> [WORK ORDER]: Reproduce the tail of the data exactly. It starts at the line containing "Seedling-scouting request: tag the bee wing" and runs to the last line.

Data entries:
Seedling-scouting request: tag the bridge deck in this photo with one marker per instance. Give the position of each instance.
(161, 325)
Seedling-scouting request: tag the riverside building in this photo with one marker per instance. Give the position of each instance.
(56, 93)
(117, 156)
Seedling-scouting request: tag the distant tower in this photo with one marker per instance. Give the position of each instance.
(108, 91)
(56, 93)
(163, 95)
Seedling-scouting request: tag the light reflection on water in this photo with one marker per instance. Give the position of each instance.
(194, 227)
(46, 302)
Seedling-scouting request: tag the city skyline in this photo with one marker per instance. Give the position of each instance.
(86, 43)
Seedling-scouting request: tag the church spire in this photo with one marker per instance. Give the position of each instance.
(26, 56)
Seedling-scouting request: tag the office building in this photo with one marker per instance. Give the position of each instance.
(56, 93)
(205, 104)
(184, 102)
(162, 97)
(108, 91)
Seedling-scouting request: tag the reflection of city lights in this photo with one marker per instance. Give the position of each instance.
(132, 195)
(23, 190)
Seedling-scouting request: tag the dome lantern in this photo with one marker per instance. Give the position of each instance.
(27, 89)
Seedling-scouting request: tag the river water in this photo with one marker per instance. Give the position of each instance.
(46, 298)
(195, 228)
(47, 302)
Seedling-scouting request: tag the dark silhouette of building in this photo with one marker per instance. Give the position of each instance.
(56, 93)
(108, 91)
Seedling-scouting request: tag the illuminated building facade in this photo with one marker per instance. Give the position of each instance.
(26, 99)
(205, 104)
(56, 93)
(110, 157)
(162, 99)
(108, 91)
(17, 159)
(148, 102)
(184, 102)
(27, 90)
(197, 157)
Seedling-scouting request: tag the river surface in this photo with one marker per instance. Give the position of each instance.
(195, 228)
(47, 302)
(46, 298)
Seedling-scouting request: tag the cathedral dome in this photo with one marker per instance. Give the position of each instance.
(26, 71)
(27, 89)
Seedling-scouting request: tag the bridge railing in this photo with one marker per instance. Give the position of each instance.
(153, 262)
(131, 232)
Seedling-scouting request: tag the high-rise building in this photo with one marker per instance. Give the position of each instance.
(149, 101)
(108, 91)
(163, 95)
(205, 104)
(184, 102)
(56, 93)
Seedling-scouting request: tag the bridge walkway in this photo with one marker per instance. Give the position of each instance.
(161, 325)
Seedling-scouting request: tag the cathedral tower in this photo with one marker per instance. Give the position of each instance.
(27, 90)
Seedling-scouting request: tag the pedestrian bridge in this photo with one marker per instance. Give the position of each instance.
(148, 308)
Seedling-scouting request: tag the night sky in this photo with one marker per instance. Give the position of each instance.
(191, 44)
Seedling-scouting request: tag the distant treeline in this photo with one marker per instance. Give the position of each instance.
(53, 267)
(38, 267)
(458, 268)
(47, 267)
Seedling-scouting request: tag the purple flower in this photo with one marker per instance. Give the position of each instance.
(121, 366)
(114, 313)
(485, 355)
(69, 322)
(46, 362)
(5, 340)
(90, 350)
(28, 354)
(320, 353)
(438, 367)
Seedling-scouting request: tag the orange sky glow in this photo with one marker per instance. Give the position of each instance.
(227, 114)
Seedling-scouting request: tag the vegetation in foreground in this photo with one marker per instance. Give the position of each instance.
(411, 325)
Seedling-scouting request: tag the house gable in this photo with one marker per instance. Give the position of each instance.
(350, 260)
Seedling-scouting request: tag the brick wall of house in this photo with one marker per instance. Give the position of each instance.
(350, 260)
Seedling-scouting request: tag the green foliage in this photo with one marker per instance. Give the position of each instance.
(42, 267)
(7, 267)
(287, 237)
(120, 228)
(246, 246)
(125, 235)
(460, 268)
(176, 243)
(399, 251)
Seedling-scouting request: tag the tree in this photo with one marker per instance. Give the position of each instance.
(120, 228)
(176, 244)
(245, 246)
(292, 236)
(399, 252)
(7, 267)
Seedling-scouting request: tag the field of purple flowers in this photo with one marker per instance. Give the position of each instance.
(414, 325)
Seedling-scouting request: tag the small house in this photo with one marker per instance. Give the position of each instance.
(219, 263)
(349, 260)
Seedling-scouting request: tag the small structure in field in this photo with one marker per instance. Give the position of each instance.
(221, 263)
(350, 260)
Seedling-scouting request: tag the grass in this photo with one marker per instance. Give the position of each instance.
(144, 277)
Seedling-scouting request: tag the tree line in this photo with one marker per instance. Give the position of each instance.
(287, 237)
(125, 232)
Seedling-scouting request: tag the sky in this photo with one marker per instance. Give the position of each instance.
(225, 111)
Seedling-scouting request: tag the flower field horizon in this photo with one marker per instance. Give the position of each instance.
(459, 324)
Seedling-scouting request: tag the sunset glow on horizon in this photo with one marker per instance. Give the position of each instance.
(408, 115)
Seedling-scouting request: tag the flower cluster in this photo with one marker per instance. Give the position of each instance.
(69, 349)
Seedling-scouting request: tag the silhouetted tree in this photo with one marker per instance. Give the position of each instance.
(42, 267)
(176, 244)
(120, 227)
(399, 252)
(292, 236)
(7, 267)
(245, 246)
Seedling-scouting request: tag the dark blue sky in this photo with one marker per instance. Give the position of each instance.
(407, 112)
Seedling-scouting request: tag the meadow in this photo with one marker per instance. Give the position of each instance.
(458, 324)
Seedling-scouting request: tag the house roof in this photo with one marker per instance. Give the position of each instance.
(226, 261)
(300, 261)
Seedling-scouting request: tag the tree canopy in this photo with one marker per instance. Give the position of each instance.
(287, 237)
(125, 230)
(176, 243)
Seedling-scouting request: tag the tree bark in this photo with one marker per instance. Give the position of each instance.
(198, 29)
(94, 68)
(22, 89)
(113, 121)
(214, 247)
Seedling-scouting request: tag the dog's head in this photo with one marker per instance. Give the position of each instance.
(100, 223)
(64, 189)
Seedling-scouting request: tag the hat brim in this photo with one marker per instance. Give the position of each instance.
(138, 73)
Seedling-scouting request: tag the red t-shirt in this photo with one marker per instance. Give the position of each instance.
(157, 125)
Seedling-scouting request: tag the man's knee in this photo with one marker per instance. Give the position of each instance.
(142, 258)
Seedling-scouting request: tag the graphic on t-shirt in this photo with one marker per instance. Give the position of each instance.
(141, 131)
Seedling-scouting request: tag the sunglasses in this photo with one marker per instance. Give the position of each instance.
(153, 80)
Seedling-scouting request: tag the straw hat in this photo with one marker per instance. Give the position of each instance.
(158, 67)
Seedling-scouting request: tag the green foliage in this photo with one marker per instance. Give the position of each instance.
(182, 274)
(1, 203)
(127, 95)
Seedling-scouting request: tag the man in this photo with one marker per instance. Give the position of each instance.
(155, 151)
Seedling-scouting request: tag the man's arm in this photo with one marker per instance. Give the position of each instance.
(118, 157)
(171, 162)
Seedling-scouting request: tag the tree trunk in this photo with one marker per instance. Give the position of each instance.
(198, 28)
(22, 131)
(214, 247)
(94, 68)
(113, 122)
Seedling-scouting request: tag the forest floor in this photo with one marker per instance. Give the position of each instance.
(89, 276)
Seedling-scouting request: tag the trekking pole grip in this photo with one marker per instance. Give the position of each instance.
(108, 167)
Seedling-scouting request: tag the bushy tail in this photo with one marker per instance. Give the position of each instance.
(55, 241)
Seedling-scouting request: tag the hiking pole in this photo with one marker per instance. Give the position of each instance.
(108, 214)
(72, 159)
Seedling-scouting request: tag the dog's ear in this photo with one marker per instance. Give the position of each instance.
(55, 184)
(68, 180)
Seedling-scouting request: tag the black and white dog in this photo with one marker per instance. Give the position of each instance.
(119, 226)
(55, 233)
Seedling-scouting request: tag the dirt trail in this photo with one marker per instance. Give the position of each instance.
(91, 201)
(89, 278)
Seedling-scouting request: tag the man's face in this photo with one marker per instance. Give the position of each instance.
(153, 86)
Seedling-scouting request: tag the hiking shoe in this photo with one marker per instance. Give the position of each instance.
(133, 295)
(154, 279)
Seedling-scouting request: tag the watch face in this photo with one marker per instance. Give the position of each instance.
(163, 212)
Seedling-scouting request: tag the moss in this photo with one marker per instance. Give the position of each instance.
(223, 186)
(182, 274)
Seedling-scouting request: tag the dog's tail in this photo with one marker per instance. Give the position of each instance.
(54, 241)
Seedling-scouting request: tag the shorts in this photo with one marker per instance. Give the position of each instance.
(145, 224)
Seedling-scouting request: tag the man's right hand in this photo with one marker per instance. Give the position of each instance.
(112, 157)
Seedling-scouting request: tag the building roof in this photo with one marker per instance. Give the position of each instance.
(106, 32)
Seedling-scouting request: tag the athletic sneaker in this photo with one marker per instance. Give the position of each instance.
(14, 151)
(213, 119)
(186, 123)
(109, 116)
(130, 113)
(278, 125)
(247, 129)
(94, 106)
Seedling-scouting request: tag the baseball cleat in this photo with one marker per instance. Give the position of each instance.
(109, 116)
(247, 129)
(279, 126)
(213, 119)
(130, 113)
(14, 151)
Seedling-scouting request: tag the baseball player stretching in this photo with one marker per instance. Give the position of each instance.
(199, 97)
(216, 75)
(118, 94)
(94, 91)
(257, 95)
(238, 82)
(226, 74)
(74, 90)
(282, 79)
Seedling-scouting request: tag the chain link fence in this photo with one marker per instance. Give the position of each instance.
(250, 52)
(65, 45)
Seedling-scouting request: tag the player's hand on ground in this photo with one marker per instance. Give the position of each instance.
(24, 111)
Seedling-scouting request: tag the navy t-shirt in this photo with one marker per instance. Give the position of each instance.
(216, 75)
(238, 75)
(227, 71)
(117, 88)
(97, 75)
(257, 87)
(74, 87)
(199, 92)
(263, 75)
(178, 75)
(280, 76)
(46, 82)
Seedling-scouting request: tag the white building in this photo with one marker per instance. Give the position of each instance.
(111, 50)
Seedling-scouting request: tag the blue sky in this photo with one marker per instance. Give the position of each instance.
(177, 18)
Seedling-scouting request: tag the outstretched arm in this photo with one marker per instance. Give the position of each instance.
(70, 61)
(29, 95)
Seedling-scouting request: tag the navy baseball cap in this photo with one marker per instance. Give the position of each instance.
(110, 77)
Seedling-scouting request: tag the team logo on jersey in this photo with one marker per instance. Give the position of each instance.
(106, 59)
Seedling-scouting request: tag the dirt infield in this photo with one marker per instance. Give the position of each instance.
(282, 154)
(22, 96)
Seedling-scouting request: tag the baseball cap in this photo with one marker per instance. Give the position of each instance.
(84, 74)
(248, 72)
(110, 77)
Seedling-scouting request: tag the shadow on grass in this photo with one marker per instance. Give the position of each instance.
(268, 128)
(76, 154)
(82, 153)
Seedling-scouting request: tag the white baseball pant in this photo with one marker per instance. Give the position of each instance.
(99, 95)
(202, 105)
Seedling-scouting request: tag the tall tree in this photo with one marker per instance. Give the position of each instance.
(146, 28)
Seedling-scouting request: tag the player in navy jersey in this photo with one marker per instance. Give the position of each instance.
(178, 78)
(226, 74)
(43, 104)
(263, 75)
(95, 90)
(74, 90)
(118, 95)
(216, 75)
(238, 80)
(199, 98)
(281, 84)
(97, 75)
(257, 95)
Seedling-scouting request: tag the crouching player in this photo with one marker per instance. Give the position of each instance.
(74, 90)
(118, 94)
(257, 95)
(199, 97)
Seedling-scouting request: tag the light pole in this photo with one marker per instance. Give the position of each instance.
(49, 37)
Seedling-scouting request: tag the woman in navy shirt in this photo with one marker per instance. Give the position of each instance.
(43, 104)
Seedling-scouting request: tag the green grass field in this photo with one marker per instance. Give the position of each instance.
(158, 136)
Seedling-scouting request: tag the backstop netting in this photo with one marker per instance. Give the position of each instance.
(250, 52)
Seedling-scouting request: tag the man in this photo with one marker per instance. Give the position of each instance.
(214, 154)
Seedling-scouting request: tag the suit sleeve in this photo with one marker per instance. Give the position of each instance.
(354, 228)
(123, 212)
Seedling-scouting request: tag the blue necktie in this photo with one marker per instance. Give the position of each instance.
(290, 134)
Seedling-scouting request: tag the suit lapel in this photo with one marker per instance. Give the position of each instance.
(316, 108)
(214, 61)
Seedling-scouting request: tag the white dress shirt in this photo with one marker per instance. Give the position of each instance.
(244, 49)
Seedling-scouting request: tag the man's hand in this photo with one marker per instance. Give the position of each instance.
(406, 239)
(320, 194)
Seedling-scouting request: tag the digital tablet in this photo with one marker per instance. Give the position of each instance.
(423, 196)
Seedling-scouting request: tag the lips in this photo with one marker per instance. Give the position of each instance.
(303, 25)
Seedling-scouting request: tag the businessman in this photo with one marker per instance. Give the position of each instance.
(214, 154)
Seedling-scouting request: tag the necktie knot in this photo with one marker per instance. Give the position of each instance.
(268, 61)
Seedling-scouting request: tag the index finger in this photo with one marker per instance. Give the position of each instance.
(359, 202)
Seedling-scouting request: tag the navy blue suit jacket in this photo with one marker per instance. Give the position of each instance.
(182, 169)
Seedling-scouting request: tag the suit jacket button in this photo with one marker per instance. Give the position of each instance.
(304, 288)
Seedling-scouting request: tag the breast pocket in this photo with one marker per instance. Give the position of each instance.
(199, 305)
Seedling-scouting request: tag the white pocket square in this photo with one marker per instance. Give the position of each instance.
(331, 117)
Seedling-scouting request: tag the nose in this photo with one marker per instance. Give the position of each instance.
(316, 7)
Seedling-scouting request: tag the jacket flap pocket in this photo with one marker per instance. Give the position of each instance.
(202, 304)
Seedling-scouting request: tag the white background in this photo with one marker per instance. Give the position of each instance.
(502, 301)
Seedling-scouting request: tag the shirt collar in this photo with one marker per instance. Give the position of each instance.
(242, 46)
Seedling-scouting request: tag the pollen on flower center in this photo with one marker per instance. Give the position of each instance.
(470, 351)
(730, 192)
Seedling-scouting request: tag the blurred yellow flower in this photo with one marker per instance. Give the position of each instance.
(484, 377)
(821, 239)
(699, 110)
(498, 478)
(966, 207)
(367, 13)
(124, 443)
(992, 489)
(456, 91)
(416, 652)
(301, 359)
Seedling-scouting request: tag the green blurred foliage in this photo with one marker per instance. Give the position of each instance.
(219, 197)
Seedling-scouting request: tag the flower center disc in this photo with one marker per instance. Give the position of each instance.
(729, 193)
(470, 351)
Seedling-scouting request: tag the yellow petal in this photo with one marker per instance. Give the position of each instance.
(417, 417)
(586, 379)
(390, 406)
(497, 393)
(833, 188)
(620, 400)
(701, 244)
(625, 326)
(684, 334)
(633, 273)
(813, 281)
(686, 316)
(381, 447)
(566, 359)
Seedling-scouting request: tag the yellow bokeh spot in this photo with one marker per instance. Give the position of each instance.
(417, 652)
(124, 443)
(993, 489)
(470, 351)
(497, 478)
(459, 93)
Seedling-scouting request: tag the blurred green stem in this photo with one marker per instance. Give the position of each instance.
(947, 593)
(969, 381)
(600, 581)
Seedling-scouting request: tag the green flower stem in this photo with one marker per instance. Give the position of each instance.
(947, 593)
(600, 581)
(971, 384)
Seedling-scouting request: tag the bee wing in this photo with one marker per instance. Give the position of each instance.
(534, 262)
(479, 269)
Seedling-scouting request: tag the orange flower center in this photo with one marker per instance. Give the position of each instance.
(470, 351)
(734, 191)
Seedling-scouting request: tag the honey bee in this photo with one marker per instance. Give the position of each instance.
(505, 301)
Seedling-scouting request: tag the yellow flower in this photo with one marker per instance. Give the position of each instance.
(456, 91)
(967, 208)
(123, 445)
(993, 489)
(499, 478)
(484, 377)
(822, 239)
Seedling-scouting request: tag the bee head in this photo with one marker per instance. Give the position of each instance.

> [RESULT FOR THIS EXERCISE]:
Seedling-scouting request: tag the bee wing in this photo with one marker per instance. Give the position of each instance.
(534, 262)
(479, 269)
Seedling-scouting request: tag the orange flower center in this photo with one marker per instance. Give the position of each instance.
(470, 351)
(734, 191)
Seedling-scouting request: tag the honey bee in this photo with one marker per instance. Give the position of each instance.
(505, 301)
Seedling-scouting request: tag the yellow flower in this photo with one marker per instance. Give the position of each instance.
(456, 91)
(967, 208)
(123, 445)
(993, 489)
(499, 478)
(484, 377)
(822, 239)
Seedling-scouting request: tag the bee head in this photo with one marker per instance. Give the position of each instance.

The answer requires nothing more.